# [Zu bearbeitende Aufgaben]
A) Beantworten Sie anhand des Artikels über die Mohammed-Karikaturen folgende Fragen:
(i) Von welchem Datum ist die im Artikel genannte Ausgabe von Charlie Hebdo?
(ii) In welchem Monat und Jahr fand laut Artikel das Attentat auf die Redaktion statt?
(iii) Gegenüber wem äußerte sich Fritz Hausjell?
B) Geben Sie den Abschnitt des Artikels über die Mohammed-Karikaturen zwischen „WIEN. Erst vor“ und „und notwendig ist.“ wortgetreu wieder, beide Stellen eingeschlossen.
C) Übersetzen Sie folgenden Satz aus dem Artikel über die Mohammed-Karikaturen ins Englische: „Klar ist für ihn aber, dass die Veröffentlichung solcher Karikaturen legitim und notwendig ist.“

# [Dokumenttext]
####

„Legitim und notwendig”
© Miel Satrapa
Die Ausgabe des Satire­magazins Charlie Hebdo vom 2. September 2020 zeigt eine Reihe von Mohammed-Karikaturen, die 2005 heftige Kritik unter Muslimen ausgelöst hatten.
MARKETING & MEDIA Redaktion 06.11.2020

„Legitim und notwendig”

Medienexperte Fritz Hausjell: Medien sollen aufgrund der jüngsten Ereignisse nicht zurückweichen, tragen aber auch Verantwortung.

WIEN. Erst vor wenigen Wochen hat das französische Satiremagazin Charlie Hebdo in Gedenken an das Attentat auf die Redaktion im Jänner 2015 seine Mohammed-Karikaturen wieder abgedruckt. Die Tatsache, dass der Terroranschlag in Wien vergangenen Montagabend nicht das einzige Attentat in Europa seit Wiederveröffentlichung besagter Zeichnungen war, legt unter Umständen eine Verbindung zwischen dem Erscheinen der Ausgabe Nummer 1.467 und dem jüngsten Anschlag nahe.

Ob die Karikaturen tatsächlich der Auslöser für das aktuelle Attentat in Wien waren, sei derzeit nicht wirklich zu beurteilen, erklärt der Medienexperte Fritz Hausjell diese Woche gegenüber der APA. Klar ist für ihn aber, dass die Veröffentlichung solcher Karikaturen legitim und notwendig ist.

„Ein entsetzlicher Zustand”

####

# [Gespeicherte Daten]
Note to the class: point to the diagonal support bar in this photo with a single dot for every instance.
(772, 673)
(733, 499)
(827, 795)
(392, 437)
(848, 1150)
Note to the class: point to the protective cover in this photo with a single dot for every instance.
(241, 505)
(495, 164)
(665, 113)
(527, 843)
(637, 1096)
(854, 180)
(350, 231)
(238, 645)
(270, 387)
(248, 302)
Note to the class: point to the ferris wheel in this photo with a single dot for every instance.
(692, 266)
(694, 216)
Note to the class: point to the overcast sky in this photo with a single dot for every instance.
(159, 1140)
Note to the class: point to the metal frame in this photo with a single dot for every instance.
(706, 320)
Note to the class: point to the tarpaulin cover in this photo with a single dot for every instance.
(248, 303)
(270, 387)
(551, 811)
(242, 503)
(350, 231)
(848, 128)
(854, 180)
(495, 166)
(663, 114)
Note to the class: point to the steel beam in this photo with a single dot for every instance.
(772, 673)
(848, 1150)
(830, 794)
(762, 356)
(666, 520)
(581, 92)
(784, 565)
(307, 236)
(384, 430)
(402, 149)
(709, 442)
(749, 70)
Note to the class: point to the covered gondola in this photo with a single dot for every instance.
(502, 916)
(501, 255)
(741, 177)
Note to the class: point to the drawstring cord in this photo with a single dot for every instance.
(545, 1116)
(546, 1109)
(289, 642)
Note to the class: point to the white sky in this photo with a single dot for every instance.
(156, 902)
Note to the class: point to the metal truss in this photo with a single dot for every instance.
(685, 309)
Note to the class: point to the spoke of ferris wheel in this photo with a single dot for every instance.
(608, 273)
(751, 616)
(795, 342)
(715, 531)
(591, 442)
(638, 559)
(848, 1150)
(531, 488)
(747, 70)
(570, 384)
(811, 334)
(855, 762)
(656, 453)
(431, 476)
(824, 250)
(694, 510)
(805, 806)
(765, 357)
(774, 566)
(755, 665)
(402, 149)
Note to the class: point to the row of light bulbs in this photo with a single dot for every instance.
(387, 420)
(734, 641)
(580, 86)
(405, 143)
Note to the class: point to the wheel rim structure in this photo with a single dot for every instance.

####

# [Erwartete Antworten]
A)
(i) Vom 2. September 2020.
(ii) Im Jänner 2015.
(iii) Gegenüber der APA.

B)
WIEN. Erst vor wenigen Wochen hat das französische Satiremagazin Charlie Hebdo in Gedenken an das Attentat auf die Redaktion im Jänner 2015 seine Mohammed-Karikaturen wieder abgedruckt. Die Tatsache, dass der Terroranschlag in Wien vergangenen Montagabend nicht das einzige Attentat in Europa seit Wiederveröffentlichung besagter Zeichnungen war, legt unter Umständen eine Verbindung zwischen dem Erscheinen der Ausgabe Nummer 1.467 und dem jüngsten Anschlag nahe.

Ob die Karikaturen tatsächlich der Auslöser für das aktuelle Attentat in Wien waren, sei derzeit nicht wirklich zu beurteilen, erklärt der Medienexperte Fritz Hausjell diese Woche gegenüber der APA. Klar ist für ihn aber, dass die Veröffentlichung solcher Karikaturen legitim und notwendig ist.

C) For him, however, it is clear that the publication of such caricatures is legitimate and necessary.